> **Records to process**:
==================================================

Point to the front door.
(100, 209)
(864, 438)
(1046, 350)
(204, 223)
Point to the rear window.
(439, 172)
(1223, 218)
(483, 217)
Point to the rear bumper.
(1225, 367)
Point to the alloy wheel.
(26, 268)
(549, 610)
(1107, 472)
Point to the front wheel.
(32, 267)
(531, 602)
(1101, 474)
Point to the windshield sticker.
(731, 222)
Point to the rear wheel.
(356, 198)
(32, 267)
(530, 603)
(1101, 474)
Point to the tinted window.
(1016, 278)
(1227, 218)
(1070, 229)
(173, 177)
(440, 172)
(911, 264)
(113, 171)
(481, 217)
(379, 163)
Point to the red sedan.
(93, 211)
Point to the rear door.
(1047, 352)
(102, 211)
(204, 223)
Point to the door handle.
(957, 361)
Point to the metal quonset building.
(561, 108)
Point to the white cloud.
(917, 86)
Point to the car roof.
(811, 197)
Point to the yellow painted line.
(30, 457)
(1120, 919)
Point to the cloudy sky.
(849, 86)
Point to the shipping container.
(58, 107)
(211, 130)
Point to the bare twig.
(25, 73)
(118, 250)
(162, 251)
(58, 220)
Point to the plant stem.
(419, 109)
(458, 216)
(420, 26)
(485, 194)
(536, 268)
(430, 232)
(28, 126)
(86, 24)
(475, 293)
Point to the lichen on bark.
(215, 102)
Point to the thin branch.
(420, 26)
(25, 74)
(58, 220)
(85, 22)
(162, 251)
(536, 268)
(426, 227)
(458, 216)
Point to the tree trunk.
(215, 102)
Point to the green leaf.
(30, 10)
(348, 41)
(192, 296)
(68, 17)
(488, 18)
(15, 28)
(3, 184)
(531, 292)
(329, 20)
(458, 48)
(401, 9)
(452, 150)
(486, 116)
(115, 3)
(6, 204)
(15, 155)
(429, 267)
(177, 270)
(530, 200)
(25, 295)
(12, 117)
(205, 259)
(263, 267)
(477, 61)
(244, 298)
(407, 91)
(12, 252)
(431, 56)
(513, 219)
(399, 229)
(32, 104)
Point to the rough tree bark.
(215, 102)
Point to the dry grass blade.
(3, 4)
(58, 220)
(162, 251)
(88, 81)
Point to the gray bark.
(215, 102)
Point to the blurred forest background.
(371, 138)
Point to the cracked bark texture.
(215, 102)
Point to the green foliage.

==================================================

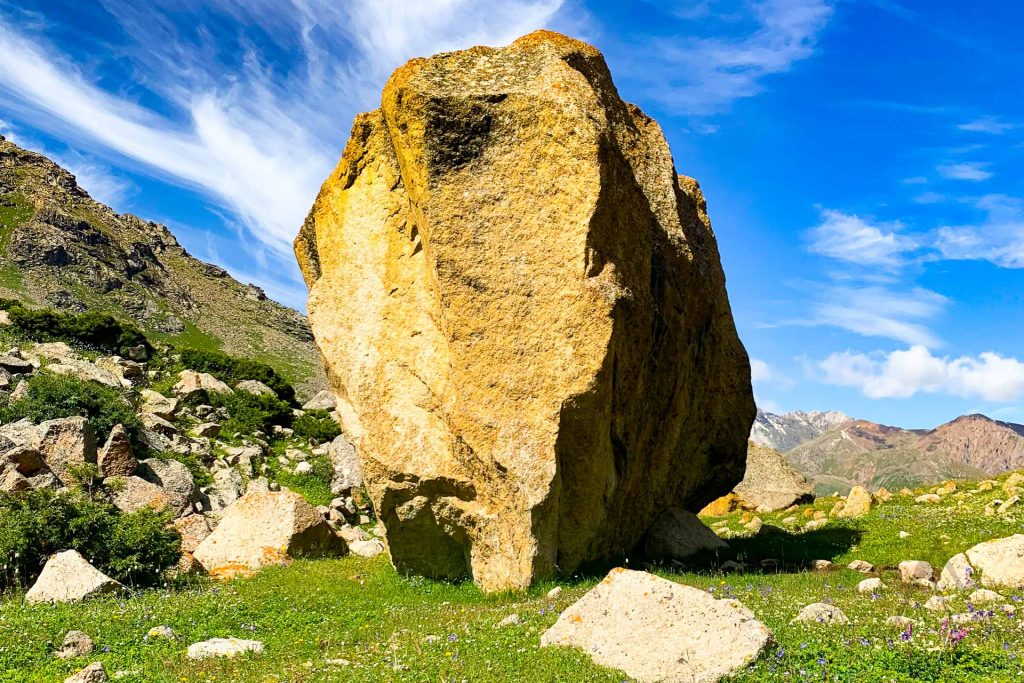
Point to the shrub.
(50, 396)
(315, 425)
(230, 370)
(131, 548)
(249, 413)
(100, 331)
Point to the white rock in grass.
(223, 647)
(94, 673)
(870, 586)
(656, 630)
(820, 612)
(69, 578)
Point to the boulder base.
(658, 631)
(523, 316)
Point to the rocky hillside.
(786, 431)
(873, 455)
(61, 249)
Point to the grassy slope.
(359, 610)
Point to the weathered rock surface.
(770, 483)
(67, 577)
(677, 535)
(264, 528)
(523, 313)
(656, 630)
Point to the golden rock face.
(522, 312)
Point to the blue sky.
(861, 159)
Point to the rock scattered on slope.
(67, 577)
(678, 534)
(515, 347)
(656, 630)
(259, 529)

==================================================

Can you repeat, word for word, every line above from the one containing "Point to the cracked bark texture." down to the one containing "Point to the green foliage.", including both?

Point to the cracked bark texture.
(215, 102)
Point to the green foliage.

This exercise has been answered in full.